Travail demandé:
Rédigez la suite de l'article sur le streaming de séries et de sport en reprenant après sa dernière phrase.

Texte extrait:

* * * * *

Séries et sport en streaming : quand l’abondance d’offres encourage le piratage

Nous vivons dans un monde dans lequel les fans de séries et de sports ne peuvent apparemment qu’être comblés : la (sur)abondance des offres leur garantit qu’à toute heure du jour et de la nuit, ils trouveront des contenus correspondant à leurs attentes. Et l’accroissement du nombre d’acteurs présents sur ce marché laisse supposer que lesdites attentes seront toujours plus satisfaites, tant qualitativement que quantitativement. Mais cette croissance, si elle comporte plusieurs avantages pour les entreprises concernées et les consommateurs, s’accompagne aussi de contraintes et de limites qui laissent entrevoir un avenir peut-être moins rose qu’espéré…

Une offre toujours plus large

Lorsque l’on parle de streaming vidéo de films et surtout de séries, le premier nom qui vient à l’esprit est bien sûr Netflix. 149 millions d’abonnés payants dans 190 pays, (en hausse de 8,84 millions sur le seul premier trimestre 2019, après un gain de 29 millions en 2018), correspondant à près de 48 % de part de marché : Netflix est ainsi loin devant Amazon, son plus gros concurrent, dont le service Prime Video est supposé détenir 35 % de part de marché – bien que ce dernier soit cependant plus difficile à évaluer, le streaming y étant couplé à un ensemble d’autres services sans garantie de réelle utilisation de Prime Video.

Toutefois, en l’espace de quelques mois, deux mastodontes ont confirmé, après des années de rumeurs récurrentes, le lancement d’une offre concurrente. Disney, tout d’abord, a révélé en novembre 2018 l’arrivée de Disney+ avant la fin 2019, qui s’appuiera sur son gigantesque catalogue (lequel inclut les productions Pixar, Marvel, Lucasfilm auquel vient s’ajouter celui de la 21st Century Fox rachetée en 2018). Apple a suivi en mars 2019, dévoilant son service Apple TV+ qui sera commercialisé plus tard dans l’année dans une centaine de pays. Tout ceci sans compter l’annonce par WarnerMedia (détenteur de célèbres franchises comme Harry Potter ou Batman, ainsi que des programmes de HBO, la célèbre chaîne payante américaine qui diffuse notamment Game of Thrones) du lancement de son offre en septembre ou octobre 2019.

* * * * *

Items de zones étiquetées

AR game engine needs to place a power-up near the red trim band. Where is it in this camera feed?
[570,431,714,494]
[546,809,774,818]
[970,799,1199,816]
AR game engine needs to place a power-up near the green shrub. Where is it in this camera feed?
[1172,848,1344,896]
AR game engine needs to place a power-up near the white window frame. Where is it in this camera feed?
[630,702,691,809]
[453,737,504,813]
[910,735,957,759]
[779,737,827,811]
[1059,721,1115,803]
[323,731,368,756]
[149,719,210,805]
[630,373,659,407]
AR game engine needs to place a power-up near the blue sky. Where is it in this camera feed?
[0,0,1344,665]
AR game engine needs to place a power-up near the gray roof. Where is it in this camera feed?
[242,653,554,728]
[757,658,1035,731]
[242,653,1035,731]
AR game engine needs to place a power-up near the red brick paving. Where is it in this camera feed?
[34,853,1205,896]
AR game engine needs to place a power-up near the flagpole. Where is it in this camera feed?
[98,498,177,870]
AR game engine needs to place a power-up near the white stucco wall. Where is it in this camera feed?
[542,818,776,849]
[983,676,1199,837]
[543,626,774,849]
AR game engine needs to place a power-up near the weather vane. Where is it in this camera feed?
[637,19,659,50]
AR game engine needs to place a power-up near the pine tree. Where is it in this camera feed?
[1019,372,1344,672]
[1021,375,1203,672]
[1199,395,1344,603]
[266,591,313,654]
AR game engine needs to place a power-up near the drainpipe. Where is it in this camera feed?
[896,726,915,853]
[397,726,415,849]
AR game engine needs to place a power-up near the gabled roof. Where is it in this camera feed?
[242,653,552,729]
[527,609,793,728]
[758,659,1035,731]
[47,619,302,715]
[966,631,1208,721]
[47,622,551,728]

* * * * *

Réponse:
En complément, d’autres acteurs moins globalisés, plus locaux et dotés d’une puissance financière moindre (comparativement aux précédents) s’allient en créant des plates-formes communes afin de résister à ces nouveaux concurrents. En France, par exemple, TF1, France Télévisions et M6 ont créé Salto (dont les contours et le calendrier de lancement restent cependant incertains), tandis que les britanniques BBC et ITV ont lancé Britbox en mars 2017 – deux initiatives qui combinent, au passage, entreprises publiques et privées.

En parallèle, le paysage de la diffusion sportive est, pour sa part, particulièrement ouvert et morcelé également – que ce soit en France ou dans le monde. Si l’on ne prend que la France, les acteurs de la diffusion payante sont multiples. Avec d’un côté des offres payantes comme celles de Canal+, beIN Sports, RMC Sport ou Eurosport pour ne citer que les principales, et d’un autre côté des offres gratuites disponibles sur TF1, M6, France Télévisions (en adjoignant à toutes ces chaînes celles qu’elles détiennent également sur la TNT) ou encore la chaîne L’Équipe. Au-delà de leur diffusion télévisée traditionnelle, l’ensemble de ces offres partage comme caractéristique avec les services de streaming vidéo évoqués précédemment d’être over the top – c’est-à-dire en accès direct sur Internet, soit via le navigateur ou des applications dédiées sur les ordinateurs, tablettes, smartphones ou télévisions connectées.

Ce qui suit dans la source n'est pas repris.